### Data supplied
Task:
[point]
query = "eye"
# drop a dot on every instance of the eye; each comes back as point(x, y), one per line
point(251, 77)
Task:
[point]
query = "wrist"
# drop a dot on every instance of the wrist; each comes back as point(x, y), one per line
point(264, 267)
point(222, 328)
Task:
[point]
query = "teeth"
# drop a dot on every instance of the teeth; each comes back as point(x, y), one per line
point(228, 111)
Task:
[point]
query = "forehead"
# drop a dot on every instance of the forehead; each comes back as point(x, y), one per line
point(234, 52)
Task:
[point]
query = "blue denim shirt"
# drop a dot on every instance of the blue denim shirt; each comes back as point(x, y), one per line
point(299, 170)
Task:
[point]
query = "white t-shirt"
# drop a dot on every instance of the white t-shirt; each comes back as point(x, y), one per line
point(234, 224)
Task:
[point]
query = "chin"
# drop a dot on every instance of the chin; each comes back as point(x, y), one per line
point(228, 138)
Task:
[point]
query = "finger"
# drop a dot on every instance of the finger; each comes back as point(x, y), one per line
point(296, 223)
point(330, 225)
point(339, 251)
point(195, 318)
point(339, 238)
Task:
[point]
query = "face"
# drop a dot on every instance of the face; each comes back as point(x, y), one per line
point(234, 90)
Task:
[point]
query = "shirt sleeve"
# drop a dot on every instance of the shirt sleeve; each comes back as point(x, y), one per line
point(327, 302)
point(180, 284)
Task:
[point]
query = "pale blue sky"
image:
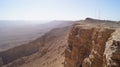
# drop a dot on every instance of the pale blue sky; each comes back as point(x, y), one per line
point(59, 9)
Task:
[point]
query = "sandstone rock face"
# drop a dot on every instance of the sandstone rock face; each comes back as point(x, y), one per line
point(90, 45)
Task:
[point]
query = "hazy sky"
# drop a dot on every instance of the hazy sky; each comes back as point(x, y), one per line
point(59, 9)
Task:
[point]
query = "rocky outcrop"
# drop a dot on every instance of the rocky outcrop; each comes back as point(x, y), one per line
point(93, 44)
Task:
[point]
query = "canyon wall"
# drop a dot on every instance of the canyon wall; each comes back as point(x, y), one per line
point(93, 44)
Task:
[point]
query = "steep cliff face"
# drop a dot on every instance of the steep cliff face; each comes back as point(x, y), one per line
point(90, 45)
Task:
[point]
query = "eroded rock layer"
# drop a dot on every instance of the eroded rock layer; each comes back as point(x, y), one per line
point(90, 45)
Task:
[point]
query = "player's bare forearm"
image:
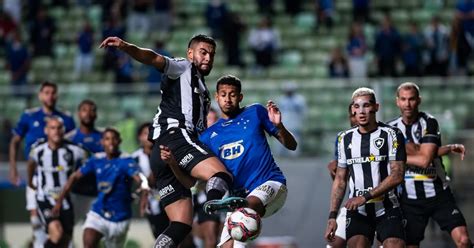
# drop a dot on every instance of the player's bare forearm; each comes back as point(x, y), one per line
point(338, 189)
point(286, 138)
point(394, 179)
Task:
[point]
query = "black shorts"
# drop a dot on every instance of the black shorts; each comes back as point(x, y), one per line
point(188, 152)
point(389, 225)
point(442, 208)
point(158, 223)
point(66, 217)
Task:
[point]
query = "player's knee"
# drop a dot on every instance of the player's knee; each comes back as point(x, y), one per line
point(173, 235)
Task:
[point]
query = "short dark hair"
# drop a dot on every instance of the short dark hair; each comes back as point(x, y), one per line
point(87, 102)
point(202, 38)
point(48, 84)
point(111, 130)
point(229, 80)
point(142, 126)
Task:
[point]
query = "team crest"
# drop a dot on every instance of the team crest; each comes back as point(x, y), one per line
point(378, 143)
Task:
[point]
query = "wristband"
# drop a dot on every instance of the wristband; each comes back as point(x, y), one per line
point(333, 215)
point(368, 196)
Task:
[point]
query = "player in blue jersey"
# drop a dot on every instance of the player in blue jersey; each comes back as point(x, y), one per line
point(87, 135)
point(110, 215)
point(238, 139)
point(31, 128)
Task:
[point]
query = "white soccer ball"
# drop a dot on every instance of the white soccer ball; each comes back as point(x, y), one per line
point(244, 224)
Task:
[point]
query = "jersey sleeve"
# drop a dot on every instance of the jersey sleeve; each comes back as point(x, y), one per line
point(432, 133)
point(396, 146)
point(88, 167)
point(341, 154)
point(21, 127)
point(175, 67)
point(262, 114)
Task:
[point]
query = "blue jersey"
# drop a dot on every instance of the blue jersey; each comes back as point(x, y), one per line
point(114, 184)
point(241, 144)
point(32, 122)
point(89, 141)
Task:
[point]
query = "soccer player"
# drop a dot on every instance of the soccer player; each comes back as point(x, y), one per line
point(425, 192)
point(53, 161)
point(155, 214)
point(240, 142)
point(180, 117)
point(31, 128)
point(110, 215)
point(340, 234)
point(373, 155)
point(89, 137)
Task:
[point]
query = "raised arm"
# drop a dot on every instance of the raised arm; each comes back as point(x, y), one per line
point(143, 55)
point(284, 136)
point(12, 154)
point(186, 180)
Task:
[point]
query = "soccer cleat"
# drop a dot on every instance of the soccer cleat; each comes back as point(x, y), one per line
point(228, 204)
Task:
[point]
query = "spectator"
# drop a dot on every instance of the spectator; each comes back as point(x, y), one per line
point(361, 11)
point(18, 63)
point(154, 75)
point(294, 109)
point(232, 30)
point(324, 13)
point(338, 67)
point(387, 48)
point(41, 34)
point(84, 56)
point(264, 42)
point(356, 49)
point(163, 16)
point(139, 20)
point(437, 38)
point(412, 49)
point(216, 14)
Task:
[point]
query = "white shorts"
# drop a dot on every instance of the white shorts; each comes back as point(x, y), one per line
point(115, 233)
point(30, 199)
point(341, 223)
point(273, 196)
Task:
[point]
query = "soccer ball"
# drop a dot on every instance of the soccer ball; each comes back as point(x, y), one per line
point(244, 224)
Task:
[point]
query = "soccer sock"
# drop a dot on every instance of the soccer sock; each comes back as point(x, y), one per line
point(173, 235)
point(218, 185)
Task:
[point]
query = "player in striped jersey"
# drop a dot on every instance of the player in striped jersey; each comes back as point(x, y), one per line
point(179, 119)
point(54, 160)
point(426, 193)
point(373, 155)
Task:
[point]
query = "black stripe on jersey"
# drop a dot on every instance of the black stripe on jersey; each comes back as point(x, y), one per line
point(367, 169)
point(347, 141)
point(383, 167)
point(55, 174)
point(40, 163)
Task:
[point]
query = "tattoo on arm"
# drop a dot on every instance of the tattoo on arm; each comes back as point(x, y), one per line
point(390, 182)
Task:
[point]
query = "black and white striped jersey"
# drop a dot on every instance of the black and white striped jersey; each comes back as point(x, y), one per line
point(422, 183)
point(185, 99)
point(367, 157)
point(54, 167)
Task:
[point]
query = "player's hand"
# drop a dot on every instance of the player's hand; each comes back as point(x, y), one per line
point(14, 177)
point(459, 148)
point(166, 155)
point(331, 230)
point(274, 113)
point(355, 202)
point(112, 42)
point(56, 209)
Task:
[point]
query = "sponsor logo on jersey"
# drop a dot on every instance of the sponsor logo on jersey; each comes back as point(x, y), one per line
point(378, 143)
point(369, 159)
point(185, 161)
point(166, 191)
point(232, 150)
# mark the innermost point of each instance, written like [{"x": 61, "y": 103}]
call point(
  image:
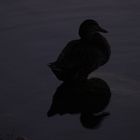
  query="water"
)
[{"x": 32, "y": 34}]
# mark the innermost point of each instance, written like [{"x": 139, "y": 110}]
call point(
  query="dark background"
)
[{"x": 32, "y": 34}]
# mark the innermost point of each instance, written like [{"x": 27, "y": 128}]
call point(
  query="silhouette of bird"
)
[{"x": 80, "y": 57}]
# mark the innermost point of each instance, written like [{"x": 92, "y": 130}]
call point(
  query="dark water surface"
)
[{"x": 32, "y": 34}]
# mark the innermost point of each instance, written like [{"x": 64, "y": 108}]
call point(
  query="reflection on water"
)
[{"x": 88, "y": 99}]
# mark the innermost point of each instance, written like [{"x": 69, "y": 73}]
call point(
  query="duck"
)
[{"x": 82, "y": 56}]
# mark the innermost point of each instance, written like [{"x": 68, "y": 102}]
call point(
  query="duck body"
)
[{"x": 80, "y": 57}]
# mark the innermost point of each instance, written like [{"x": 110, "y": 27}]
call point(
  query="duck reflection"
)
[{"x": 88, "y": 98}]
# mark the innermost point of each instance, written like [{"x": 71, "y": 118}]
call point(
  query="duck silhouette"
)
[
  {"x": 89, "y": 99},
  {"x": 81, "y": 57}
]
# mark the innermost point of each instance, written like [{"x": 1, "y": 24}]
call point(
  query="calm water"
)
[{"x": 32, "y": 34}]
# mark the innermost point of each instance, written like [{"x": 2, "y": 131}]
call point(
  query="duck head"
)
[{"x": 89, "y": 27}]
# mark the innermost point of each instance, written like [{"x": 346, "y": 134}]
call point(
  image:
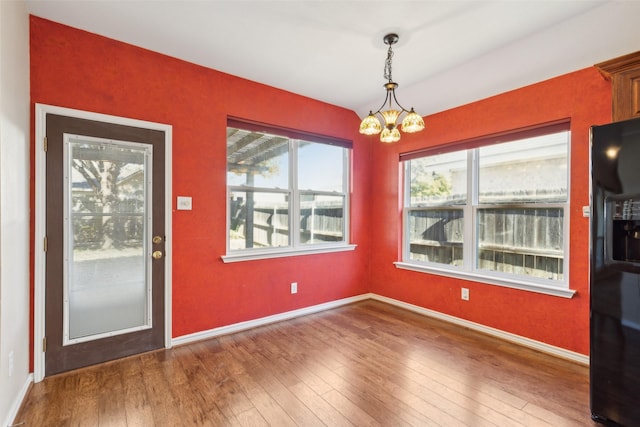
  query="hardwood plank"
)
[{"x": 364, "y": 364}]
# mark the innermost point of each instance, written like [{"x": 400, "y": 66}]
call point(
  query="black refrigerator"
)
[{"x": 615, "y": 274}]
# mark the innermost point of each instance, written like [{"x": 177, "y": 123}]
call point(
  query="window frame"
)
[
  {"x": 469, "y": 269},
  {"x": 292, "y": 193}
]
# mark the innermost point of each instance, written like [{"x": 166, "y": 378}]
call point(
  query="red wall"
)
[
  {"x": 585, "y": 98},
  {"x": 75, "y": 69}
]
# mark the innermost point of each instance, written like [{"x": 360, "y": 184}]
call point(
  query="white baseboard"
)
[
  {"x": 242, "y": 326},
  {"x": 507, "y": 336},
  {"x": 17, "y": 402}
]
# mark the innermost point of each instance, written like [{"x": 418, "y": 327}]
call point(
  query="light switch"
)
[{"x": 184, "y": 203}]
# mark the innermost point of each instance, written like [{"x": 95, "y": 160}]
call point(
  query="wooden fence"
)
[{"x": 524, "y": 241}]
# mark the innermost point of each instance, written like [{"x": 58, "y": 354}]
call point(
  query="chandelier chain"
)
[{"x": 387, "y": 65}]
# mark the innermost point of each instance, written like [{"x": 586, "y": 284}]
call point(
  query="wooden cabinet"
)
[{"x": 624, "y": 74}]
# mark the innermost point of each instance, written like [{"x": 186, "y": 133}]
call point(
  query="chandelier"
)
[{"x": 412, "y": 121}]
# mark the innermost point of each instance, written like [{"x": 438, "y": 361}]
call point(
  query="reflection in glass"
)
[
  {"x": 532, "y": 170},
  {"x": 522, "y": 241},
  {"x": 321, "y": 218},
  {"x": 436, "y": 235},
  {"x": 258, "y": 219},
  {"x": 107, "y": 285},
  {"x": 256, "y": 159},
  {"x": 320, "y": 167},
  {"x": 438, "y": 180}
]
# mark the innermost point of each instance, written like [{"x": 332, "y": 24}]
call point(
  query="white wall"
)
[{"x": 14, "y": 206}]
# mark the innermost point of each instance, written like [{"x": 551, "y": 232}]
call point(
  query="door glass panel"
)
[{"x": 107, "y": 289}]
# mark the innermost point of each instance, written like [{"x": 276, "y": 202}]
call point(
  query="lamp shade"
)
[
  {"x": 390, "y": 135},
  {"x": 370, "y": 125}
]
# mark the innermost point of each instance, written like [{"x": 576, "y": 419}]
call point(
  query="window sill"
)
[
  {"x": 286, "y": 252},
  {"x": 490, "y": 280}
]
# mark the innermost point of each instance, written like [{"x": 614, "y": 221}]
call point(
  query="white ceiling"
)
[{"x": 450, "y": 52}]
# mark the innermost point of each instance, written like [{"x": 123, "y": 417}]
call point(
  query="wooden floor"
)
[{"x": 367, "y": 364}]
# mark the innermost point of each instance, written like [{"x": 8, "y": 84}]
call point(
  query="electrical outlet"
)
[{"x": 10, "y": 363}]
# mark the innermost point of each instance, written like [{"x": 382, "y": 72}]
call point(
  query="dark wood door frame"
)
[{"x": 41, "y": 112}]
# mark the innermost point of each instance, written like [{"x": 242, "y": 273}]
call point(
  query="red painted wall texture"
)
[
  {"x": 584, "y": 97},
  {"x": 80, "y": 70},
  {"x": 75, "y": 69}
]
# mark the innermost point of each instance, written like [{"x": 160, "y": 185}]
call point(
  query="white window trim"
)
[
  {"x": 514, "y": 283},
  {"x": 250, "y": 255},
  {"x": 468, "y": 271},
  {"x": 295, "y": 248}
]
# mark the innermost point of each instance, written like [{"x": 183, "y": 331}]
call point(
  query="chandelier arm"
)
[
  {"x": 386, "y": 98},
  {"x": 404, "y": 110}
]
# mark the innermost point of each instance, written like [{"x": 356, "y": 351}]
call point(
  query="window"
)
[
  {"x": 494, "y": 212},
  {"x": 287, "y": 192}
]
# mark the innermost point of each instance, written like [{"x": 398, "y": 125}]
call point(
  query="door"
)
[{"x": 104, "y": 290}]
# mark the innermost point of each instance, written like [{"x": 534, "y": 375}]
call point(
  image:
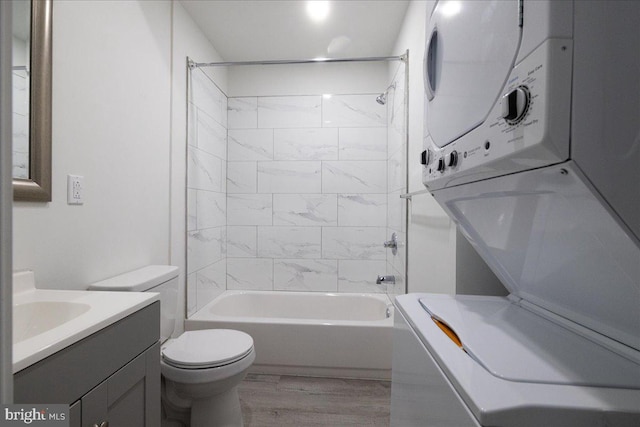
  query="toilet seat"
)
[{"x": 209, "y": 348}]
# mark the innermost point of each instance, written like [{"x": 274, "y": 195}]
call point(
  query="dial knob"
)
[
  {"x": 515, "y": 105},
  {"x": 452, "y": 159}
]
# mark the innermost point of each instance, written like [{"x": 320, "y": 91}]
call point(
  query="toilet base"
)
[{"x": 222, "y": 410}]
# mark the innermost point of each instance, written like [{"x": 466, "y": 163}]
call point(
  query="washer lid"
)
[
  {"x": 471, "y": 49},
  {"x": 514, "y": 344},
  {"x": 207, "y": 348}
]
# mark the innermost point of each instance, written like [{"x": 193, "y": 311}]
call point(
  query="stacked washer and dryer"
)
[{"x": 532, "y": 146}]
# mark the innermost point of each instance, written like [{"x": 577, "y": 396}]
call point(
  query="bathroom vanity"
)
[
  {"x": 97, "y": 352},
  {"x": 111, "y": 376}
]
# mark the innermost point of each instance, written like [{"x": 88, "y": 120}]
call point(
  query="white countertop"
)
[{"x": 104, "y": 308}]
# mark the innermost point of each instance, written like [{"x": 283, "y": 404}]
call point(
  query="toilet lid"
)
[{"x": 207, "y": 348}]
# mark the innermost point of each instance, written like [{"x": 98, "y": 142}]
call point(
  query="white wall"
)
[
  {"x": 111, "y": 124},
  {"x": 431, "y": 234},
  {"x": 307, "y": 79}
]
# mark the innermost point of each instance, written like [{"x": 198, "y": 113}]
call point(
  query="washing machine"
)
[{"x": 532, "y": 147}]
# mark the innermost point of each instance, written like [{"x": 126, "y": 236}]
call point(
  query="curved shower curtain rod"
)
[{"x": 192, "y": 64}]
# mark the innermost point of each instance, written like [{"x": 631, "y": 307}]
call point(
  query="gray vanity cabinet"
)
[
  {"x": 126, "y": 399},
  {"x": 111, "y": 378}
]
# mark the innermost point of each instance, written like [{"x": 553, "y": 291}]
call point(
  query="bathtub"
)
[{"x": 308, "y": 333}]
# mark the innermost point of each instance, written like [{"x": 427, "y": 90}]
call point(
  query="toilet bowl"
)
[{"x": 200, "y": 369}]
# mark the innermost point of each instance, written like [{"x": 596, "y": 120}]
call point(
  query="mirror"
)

### Task
Count of lines in the data above that contain the string "silhouette": give this number and no other words.

### The completed task
2